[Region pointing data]
---------------

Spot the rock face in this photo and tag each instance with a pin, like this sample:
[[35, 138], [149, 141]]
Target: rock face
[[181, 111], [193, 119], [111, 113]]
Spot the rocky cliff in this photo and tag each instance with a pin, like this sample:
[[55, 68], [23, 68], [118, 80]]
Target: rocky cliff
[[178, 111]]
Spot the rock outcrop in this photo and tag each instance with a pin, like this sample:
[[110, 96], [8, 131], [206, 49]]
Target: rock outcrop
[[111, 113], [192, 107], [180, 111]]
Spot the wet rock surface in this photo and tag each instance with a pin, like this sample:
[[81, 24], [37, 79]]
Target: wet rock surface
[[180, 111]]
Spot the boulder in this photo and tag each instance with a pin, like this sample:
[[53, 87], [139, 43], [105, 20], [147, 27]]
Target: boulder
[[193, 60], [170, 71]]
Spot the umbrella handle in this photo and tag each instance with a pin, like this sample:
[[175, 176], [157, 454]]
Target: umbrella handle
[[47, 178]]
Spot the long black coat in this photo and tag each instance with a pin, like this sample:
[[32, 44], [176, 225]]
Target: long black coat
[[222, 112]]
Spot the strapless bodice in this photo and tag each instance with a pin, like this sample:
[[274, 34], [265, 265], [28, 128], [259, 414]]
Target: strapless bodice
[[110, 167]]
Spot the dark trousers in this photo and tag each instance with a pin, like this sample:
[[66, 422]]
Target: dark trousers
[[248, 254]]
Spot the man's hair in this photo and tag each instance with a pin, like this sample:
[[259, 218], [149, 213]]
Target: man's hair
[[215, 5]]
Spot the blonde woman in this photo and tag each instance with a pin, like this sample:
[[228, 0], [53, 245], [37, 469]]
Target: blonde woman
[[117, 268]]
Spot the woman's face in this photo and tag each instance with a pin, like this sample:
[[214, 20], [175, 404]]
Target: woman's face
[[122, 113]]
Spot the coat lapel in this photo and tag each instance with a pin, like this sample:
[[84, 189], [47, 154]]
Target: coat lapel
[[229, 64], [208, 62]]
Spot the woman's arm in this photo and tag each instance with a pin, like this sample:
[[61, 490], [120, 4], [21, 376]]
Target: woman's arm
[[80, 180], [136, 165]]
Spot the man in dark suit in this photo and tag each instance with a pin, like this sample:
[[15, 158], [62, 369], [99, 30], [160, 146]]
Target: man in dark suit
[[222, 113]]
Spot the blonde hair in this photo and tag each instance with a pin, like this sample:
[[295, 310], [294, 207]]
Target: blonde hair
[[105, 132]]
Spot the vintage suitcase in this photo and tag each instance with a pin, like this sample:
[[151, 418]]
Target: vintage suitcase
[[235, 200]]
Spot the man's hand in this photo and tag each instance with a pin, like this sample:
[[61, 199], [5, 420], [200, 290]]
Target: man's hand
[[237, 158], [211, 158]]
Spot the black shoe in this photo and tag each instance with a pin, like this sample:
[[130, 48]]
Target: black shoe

---------------

• **What you will do**
Exactly the lines from the one containing "Target: man's hand" to the final line of the entries must be restated, and no others.

• **Result of the task**
Target: man's hand
[[237, 158], [211, 158]]
Spot the black shoe in this photo and tag each instance with a pin, like this sample:
[[130, 48]]
Target: black shoe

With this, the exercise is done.